→ **Provided material**

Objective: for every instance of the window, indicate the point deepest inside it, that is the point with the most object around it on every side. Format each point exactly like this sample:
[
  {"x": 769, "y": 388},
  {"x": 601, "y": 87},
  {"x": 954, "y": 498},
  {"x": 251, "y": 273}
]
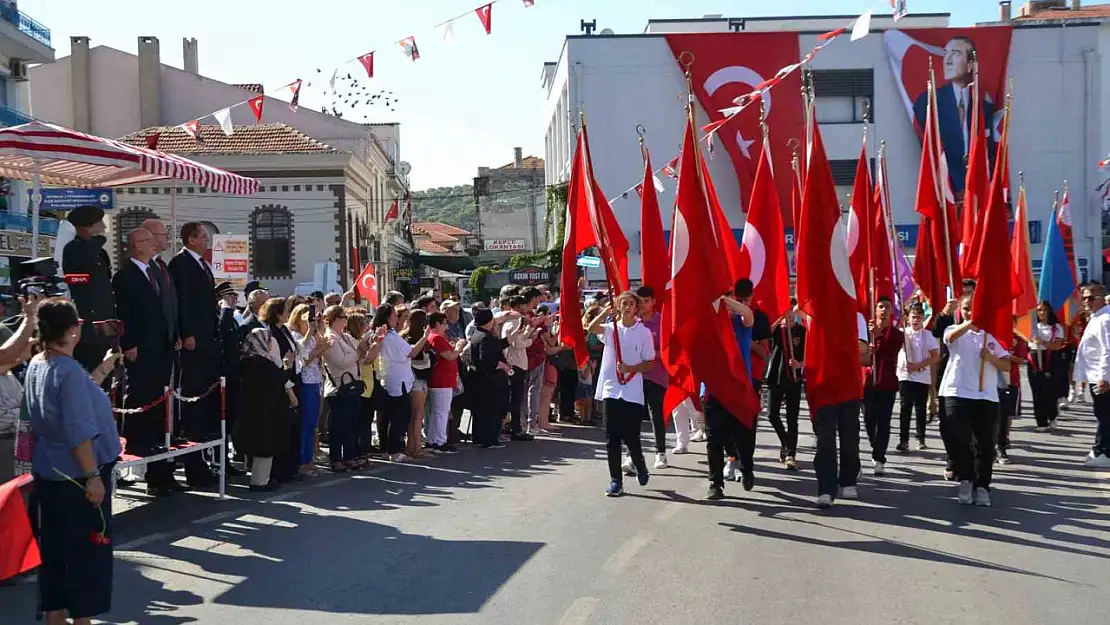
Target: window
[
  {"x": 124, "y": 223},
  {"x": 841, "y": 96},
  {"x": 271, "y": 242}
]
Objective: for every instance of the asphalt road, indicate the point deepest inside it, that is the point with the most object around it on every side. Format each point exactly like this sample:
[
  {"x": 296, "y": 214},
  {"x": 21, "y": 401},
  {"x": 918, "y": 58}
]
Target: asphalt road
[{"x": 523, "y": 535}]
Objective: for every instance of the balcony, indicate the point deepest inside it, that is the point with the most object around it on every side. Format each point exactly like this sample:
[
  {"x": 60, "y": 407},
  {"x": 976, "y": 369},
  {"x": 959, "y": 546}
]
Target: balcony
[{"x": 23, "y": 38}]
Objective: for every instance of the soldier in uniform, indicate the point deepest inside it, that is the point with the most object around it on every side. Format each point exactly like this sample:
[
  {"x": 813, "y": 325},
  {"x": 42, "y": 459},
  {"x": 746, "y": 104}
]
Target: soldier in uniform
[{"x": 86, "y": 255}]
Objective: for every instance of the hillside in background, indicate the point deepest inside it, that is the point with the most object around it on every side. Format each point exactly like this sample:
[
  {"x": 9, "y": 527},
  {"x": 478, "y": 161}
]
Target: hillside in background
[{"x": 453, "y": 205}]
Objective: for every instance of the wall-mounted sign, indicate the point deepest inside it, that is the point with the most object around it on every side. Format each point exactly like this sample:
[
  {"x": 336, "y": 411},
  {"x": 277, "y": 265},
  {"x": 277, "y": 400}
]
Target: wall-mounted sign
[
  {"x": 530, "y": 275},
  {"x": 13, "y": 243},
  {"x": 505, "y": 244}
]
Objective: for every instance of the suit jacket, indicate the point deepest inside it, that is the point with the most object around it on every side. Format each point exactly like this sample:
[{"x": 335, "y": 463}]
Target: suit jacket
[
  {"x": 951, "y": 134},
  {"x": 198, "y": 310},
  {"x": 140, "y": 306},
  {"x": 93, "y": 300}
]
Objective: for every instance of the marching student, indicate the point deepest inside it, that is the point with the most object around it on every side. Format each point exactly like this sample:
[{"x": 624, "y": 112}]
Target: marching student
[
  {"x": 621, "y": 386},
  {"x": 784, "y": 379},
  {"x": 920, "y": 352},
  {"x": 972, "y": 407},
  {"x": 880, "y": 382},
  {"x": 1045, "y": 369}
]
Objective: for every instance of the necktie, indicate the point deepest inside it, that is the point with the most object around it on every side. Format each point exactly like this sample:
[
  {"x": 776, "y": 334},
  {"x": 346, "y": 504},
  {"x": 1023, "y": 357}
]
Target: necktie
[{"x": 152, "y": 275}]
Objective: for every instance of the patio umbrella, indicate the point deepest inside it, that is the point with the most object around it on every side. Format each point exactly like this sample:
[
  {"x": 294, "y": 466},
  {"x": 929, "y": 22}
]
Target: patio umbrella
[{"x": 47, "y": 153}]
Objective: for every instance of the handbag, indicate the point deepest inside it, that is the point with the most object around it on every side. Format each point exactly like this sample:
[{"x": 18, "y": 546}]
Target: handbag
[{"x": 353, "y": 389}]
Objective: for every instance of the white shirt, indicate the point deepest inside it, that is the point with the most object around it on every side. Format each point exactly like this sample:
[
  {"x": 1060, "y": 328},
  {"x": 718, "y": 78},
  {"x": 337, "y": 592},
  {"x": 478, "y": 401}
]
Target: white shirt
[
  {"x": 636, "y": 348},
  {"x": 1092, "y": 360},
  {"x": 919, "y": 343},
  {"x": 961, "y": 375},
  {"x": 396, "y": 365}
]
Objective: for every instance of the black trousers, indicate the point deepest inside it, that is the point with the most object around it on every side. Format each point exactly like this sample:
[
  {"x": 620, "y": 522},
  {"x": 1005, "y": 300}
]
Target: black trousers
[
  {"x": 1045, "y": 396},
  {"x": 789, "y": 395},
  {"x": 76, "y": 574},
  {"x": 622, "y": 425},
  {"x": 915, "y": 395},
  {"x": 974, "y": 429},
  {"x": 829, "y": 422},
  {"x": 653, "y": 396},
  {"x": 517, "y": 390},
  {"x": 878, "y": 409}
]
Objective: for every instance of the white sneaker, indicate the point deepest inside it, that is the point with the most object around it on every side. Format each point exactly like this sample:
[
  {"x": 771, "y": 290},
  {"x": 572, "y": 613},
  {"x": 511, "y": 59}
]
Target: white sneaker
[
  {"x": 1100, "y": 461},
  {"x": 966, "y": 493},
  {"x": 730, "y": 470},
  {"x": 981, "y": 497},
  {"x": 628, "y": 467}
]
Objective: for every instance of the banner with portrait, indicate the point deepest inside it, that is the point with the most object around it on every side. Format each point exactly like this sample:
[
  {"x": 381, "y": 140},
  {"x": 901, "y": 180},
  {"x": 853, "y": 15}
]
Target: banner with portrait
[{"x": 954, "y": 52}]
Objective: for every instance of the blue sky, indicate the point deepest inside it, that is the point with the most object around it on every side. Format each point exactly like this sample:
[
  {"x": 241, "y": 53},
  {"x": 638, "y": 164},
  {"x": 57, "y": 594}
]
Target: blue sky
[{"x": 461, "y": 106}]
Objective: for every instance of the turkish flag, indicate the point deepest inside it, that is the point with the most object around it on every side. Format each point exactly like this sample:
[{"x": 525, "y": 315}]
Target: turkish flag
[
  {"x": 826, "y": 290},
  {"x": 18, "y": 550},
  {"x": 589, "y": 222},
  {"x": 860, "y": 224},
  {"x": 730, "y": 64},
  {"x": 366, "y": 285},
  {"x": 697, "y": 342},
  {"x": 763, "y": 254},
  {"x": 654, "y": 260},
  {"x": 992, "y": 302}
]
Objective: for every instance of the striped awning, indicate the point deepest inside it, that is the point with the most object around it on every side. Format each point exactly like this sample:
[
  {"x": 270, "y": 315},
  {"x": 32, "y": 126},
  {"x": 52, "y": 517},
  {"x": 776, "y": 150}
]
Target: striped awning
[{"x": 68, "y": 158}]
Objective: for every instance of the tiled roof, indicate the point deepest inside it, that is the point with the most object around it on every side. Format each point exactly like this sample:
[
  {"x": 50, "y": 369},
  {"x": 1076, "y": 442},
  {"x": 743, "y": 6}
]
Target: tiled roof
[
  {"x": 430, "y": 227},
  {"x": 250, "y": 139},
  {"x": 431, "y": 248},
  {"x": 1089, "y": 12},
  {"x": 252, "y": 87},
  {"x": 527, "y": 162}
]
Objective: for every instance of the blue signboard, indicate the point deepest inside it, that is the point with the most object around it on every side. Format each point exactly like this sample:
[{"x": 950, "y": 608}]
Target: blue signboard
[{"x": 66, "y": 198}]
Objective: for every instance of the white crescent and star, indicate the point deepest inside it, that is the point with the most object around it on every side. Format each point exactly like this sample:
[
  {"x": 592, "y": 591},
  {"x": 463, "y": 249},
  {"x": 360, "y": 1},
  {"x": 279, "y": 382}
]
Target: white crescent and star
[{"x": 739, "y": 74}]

→ **Required work**
Every record should come back exactly as it is, though none of the pictures should.

→ **Result**
Objective: for every instance of the window, indicate the point deepest inside it, that is the point with the most object around it on every side. Format each point exactly like this sample:
[
  {"x": 769, "y": 388},
  {"x": 601, "y": 87},
  {"x": 954, "y": 498},
  {"x": 251, "y": 273}
]
Target: window
[
  {"x": 124, "y": 223},
  {"x": 841, "y": 96},
  {"x": 271, "y": 242}
]
Objective: for every instance of the asphalt road, indicate the point deepest inside it, that is the point with the most object around it on every side. Format each point exactly like this sample:
[
  {"x": 296, "y": 214},
  {"x": 21, "y": 401},
  {"x": 918, "y": 58}
]
Target: asphalt road
[{"x": 523, "y": 535}]
Objective: for every instance of the balcony, indicate the point deepest inside it, that is the point with the most object around it on every side. Format each point exactly like this sample:
[
  {"x": 60, "y": 407},
  {"x": 976, "y": 369},
  {"x": 959, "y": 546}
]
Target: balcony
[{"x": 23, "y": 38}]
Objective: for every instance of the soldier in uniform, indicate the point deepest inside it, that is the point with the most object around it on every side. Format each point exactly like this sample:
[
  {"x": 813, "y": 325},
  {"x": 42, "y": 459},
  {"x": 746, "y": 104}
]
Target: soldier in uniform
[{"x": 86, "y": 255}]
Objective: for every instance of the hillside in background, indicate the point deepest inside it, that is the point with the most object around it on every side. Format each point exactly like this sample:
[
  {"x": 9, "y": 527},
  {"x": 478, "y": 161}
]
Target: hillside in background
[{"x": 453, "y": 205}]
Objective: for every instance of the wall-mounted sign, indicate the point deepest inside it, that is the point with the most object around it on every side. Format each point exactly like this sample:
[
  {"x": 336, "y": 411},
  {"x": 277, "y": 265},
  {"x": 277, "y": 400}
]
Target: wall-mounted sign
[
  {"x": 530, "y": 275},
  {"x": 13, "y": 243},
  {"x": 505, "y": 244}
]
Objective: for every instance of the suit jacket, indicate the point deepest inside it, that is the point with the most object around it on every side. Format each point exactly like this sample:
[{"x": 335, "y": 463}]
Target: suit jacket
[
  {"x": 951, "y": 134},
  {"x": 198, "y": 310},
  {"x": 140, "y": 306},
  {"x": 93, "y": 300}
]
Objective: for every instance of the marching student, indicate the point deepest inside it, that is the point with the most object around it on every side. Format each point exactly like this sample:
[{"x": 624, "y": 112}]
Target: marching student
[
  {"x": 621, "y": 386},
  {"x": 784, "y": 379},
  {"x": 920, "y": 352},
  {"x": 972, "y": 407},
  {"x": 880, "y": 382},
  {"x": 1045, "y": 369}
]
Objective: for every instance of the necktie, indicate the point deepest inside it, that is the point with the most object around it on every side. Format each point exactly like this sample:
[
  {"x": 776, "y": 334},
  {"x": 346, "y": 504},
  {"x": 1023, "y": 357}
]
Target: necktie
[{"x": 152, "y": 275}]
Objective: for every instance of the patio umbrella, indicate the point deepest inside it, that is the point with the most object around it on every side. Format each point exactly like this sample:
[
  {"x": 294, "y": 466},
  {"x": 929, "y": 22}
]
Target: patio umbrella
[{"x": 47, "y": 153}]
Objective: for every instance of the handbag, indicate the point deepest inside it, that is the point with the most object around it on every side. Format each point exactly like this sample:
[{"x": 18, "y": 546}]
Target: handbag
[{"x": 353, "y": 389}]
Objective: for every instance of the white shirt, indicate the point deepest inside it, that is the point with the most object around it on every side. Format each point exactly like this sample:
[
  {"x": 1060, "y": 328},
  {"x": 718, "y": 78},
  {"x": 337, "y": 592},
  {"x": 478, "y": 401}
]
Target: white shirt
[
  {"x": 636, "y": 348},
  {"x": 1092, "y": 360},
  {"x": 919, "y": 343},
  {"x": 961, "y": 375},
  {"x": 396, "y": 365}
]
Objective: for every instance of the black trousers, indicate the point deepest inside it, that is the point with the most object around it on every side. Format each point exactly like this sample:
[
  {"x": 620, "y": 522},
  {"x": 1005, "y": 300}
]
Target: black trousers
[
  {"x": 1045, "y": 396},
  {"x": 789, "y": 395},
  {"x": 76, "y": 574},
  {"x": 622, "y": 425},
  {"x": 915, "y": 395},
  {"x": 974, "y": 429},
  {"x": 829, "y": 422},
  {"x": 653, "y": 396},
  {"x": 517, "y": 390},
  {"x": 878, "y": 409}
]
Objective: for every instance of the white sneaker, indicate the point deepest inside it, that is the point with the most object around it on every side. Format each point exactly like this sample:
[
  {"x": 771, "y": 290},
  {"x": 572, "y": 613},
  {"x": 511, "y": 59}
]
Target: white sneaker
[
  {"x": 1100, "y": 461},
  {"x": 966, "y": 493},
  {"x": 730, "y": 470},
  {"x": 981, "y": 497},
  {"x": 628, "y": 467}
]
Objective: for every instance of the banner with portrait, indicate the point deepest inside it, that is the point with the most object around it on every side. Format each point exactly like this sample:
[
  {"x": 381, "y": 140},
  {"x": 901, "y": 180},
  {"x": 853, "y": 15}
]
Target: banner with portrait
[{"x": 954, "y": 52}]
Objective: for every instance of the blue sky, indicate the point deepest inside it, that is the point with the most object around it on every side. Format each point exactly like this sample:
[
  {"x": 241, "y": 53},
  {"x": 638, "y": 164},
  {"x": 57, "y": 594}
]
Target: blue sky
[{"x": 461, "y": 106}]
Objective: for every instance of the turkish flag, indicate the point deepest inside it, that is the point with the most object around it on every side. Format each point exactly like this sample:
[{"x": 525, "y": 315}]
Target: turkish flag
[
  {"x": 826, "y": 290},
  {"x": 18, "y": 550},
  {"x": 589, "y": 222},
  {"x": 860, "y": 224},
  {"x": 730, "y": 64},
  {"x": 366, "y": 285},
  {"x": 697, "y": 342},
  {"x": 763, "y": 254},
  {"x": 654, "y": 260},
  {"x": 992, "y": 302}
]
Objective: for every instance of the striped awning, indicate the point deepest inside it, that is the point with the most object around it on every side. Format each point exactly like this sample:
[
  {"x": 270, "y": 315},
  {"x": 32, "y": 126},
  {"x": 52, "y": 517},
  {"x": 776, "y": 150}
]
Target: striped awning
[{"x": 68, "y": 158}]
Objective: for every instance of the tiled roof, indicate the point deepest inside it, that is the point with the most object around it on every side. Format each point exactly like this sample:
[
  {"x": 50, "y": 369},
  {"x": 1076, "y": 442},
  {"x": 743, "y": 6}
]
Target: tiled roof
[
  {"x": 430, "y": 227},
  {"x": 250, "y": 139},
  {"x": 431, "y": 248},
  {"x": 1089, "y": 12},
  {"x": 252, "y": 87},
  {"x": 527, "y": 162}
]
Objective: for every instance of the blue signboard, indicate the point deepest inside it, that is the point with the most object around it on every side. Format each point exactly like this sample:
[{"x": 950, "y": 608}]
Target: blue signboard
[{"x": 66, "y": 198}]
Objective: for every instance of the white crescent and star, indicate the point deepest inside it, that is the point with the most object around it on every side. Format each point exactly like this sample:
[
  {"x": 592, "y": 591},
  {"x": 463, "y": 249},
  {"x": 360, "y": 1},
  {"x": 279, "y": 382}
]
Target: white crescent and star
[{"x": 739, "y": 74}]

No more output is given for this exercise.